- [Quelle]:
+-------+

Künftig will der Berner im Regensdorfer Gym die letzten Vorbereitungen vor seinen Kämpfen absolvieren. Seine Zeit im Boxkeller des früheren Profiboxers Alain Chervet in Bern ist vorbei. Der Abschied erfolgte aber im Guten. «Die Zusammenarbeit hat am Ende nicht mehr so funktioniert, wie ich mir das vorstellte», sagt Peña. Das bestätigt auch der Manager Leander Strupler, der ergänzt, sein Schützling habe in der Schweiz nach einer neuen sportlichen Herausforderung gesucht.

In den USA trainiert Peña mit Weltklasseboxern

«Amerika ist mein Weg», sagt Peña überzeugt – und diesem Motto folgend hat er seine Trainingsaufenthalte in den USA deutlich intensiviert. Für die bevorstehende Titelverteidigung am Karfreitag im Berner Stadttheater bereitete er sich sieben Wochen lang in Las Vegas vor – es war bereits sein fünftes und bisher längstes Trainingslager in der Stadt der Kasinos.

In der renommierten Salas Boxing Academy, in der Peña seine sportliche Heimat gefunden hat, trainiert er zusammen mit Weltklasseboxern wie dem zweifachen kubanischen Olympiasieger Robeisy Ramirez und dem dominikanischen Champion Alberto Puello. Betreut wird er hier vom legendären Coach Ismael Salas und von dessen Trainerstab. «In diesem Gym mit den vielen hispanischen Boxern fühle ich mich zu Hause», sagt Peña.

+-------+

[Einträge aus einem Annotationsdatensatz]
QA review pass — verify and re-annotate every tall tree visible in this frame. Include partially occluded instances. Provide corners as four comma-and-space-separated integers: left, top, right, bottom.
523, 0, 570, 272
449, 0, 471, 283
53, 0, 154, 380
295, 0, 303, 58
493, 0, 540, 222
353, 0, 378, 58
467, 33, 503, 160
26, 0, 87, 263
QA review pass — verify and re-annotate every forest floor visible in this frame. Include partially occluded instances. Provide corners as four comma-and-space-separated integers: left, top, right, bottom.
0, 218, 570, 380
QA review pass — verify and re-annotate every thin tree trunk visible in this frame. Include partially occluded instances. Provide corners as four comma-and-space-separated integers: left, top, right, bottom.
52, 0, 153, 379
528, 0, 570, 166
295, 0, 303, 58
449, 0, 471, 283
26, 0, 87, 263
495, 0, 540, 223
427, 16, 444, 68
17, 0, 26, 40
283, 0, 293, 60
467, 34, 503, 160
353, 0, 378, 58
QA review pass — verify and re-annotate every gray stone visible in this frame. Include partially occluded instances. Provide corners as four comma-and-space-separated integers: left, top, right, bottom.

+-------+

- [Offene Aufgaben]:
1. Gib den Abschnitt des Textes über Peña zwischen „Künftig will der“ und „sportlichen Herausforderung gesucht.“ einschließlich wortgetreu wieder.
2. Beantworte anhand des Textes über Peña diese Fragen:
(a) In wessen Boxkeller in Bern trainierte Peña früher?
(b) Wie lange bereitete sich Peña in Las Vegas auf die Titelverteidigung vor?
(c) Von wem wird Peña in der Salas Boxing Academy betreut?
Die Einträge sind eigenständiges Material und stehen für sich.

- [Gelöste Aufgaben]:
1.
Künftig will der Berner im Regensdorfer Gym die letzten Vorbereitungen vor seinen Kämpfen absolvieren. Seine Zeit im Boxkeller des früheren Profiboxers Alain Chervet in Bern ist vorbei. Der Abschied erfolgte aber im Guten. «Die Zusammenarbeit hat am Ende nicht mehr so funktioniert, wie ich mir das vorstellte», sagt Peña. Das bestätigt auch der Manager Leander Strupler, der ergänzt, sein Schützling habe in der Schweiz nach einer neuen sportlichen Herausforderung gesucht.

2.
(a) Er trainierte im Boxkeller des früheren Profiboxers Alain Chervet.
(b) Er bereitete sich sieben Wochen lang vor.
(c) Er wird vom Coach Ismael Salas und dessen Trainerstab betreut.